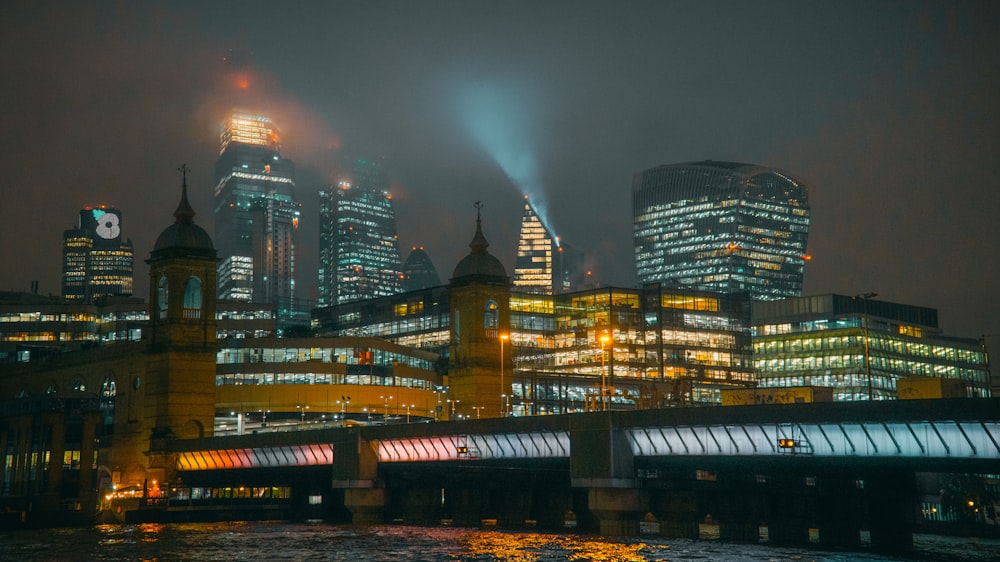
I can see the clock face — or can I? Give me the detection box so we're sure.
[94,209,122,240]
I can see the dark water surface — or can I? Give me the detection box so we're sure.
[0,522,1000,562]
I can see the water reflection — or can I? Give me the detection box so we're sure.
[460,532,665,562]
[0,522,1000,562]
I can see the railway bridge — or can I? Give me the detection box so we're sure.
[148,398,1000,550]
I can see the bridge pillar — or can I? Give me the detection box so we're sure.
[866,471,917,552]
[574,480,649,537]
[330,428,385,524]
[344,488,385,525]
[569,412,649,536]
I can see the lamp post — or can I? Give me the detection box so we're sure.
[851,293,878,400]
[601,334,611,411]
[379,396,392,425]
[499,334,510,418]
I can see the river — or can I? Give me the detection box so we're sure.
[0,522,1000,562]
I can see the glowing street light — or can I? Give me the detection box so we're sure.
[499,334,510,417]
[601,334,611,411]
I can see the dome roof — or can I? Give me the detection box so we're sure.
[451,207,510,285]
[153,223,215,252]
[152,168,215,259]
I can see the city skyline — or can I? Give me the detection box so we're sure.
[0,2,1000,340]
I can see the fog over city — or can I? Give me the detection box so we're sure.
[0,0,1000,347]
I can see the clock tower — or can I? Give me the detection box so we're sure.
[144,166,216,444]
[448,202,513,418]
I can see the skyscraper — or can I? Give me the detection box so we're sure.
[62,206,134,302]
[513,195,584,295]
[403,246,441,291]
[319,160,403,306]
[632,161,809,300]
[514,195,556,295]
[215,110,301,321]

══════════════════════════════

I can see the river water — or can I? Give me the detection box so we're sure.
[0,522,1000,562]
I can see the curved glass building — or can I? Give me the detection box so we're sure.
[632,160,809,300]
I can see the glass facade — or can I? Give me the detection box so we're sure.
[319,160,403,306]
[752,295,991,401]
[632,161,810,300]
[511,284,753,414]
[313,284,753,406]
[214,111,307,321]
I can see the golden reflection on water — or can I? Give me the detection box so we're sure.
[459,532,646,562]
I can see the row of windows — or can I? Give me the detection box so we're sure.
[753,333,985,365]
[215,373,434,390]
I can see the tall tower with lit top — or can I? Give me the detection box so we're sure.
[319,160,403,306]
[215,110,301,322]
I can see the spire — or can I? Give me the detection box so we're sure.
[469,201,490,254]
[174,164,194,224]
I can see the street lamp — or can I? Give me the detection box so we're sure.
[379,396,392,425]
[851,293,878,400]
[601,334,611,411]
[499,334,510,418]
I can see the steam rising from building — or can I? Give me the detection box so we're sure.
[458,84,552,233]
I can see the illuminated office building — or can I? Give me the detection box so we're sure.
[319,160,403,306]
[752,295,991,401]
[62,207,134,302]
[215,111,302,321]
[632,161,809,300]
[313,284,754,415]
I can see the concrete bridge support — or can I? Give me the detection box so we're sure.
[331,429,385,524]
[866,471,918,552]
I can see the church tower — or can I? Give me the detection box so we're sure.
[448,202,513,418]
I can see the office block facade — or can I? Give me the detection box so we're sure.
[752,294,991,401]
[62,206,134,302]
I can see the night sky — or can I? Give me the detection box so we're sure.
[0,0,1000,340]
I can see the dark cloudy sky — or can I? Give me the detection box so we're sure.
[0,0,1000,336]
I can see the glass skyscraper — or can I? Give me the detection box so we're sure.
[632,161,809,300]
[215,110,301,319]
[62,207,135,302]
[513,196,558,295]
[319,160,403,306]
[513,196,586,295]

══════════════════════════════

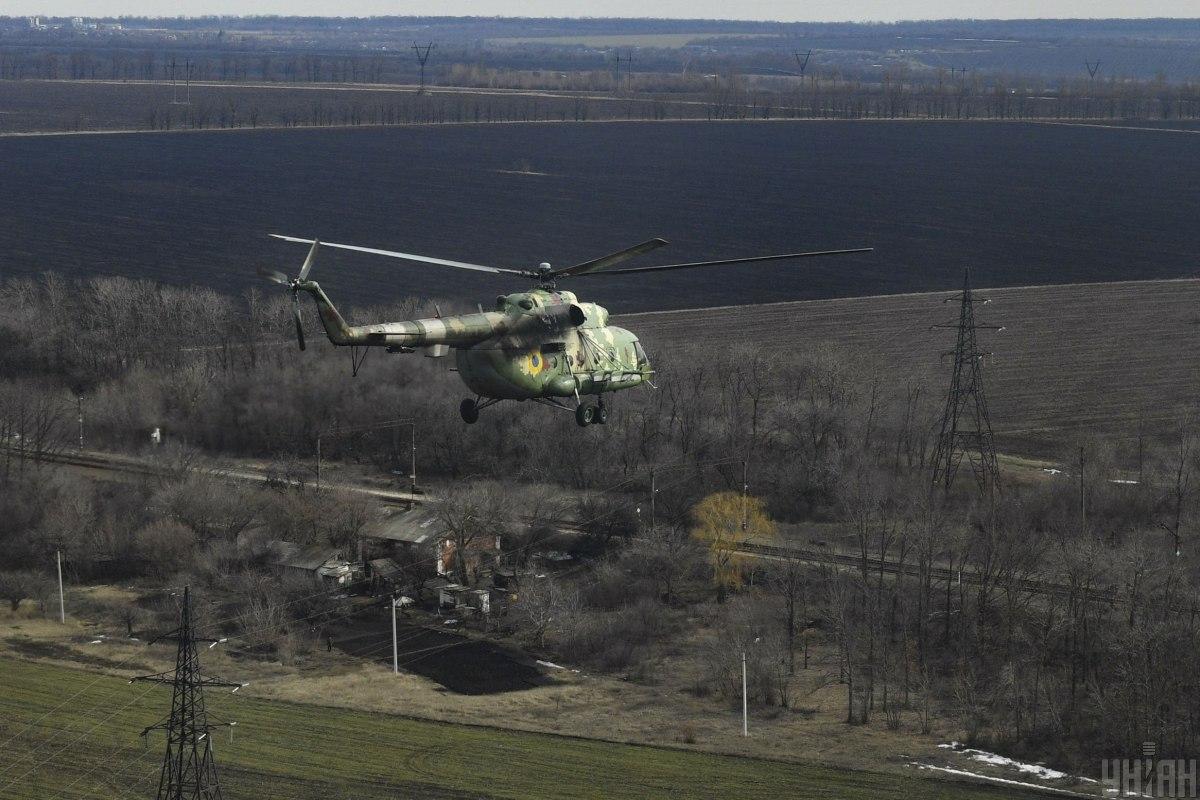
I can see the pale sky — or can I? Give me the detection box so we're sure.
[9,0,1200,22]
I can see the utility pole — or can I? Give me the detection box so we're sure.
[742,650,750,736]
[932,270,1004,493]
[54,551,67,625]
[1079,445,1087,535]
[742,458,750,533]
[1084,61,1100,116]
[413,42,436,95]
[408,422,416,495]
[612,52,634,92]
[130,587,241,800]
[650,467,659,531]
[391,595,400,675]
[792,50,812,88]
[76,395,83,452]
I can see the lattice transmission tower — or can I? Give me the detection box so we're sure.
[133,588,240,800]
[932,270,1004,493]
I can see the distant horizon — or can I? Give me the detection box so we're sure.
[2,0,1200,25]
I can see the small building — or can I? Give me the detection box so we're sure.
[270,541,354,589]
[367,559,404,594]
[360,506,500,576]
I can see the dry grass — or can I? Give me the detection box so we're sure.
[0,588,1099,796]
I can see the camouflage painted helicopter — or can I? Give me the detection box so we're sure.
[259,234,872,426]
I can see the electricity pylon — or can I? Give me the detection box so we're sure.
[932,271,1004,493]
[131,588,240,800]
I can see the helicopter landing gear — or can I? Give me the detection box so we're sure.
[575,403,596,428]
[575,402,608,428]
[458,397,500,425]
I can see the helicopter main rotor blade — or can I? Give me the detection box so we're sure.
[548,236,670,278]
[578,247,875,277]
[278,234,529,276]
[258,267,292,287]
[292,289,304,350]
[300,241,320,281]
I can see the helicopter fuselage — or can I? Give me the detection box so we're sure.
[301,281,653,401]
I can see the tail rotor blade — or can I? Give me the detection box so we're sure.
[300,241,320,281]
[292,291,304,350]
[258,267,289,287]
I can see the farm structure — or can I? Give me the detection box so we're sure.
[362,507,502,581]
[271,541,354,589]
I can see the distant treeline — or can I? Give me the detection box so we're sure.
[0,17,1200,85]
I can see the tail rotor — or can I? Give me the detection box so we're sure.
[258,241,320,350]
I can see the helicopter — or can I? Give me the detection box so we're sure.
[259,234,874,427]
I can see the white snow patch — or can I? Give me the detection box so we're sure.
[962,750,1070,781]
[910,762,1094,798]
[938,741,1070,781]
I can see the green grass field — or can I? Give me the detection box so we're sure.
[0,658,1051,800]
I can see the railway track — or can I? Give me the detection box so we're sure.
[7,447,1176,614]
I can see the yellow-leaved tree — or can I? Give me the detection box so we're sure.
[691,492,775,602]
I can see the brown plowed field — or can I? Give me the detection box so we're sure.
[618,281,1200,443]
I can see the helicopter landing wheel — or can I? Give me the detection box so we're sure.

══════════════════════════════

- [Task prompt]: Express the items between the lines holding "I can see the glowing" and "[0,2,1000,340]", inclusive, as a two-column CSV with the headers item_text and answer. Give one row per item, put each field in quotation marks, and turn any line breaks inside a field into spaces.

- [Task output]:
item_text,answer
"I can see the glowing street light — or can I? Give me the detection box so we're sure.","[499,334,510,417] [601,334,611,411]"
"I can see the dome roof — or can I? Give me the detection box so we're sure.","[451,207,510,285] [153,223,215,252] [152,168,215,259]"
"I can see the city skyline — or can I? Give me the detection box so we're sure.","[0,2,1000,340]"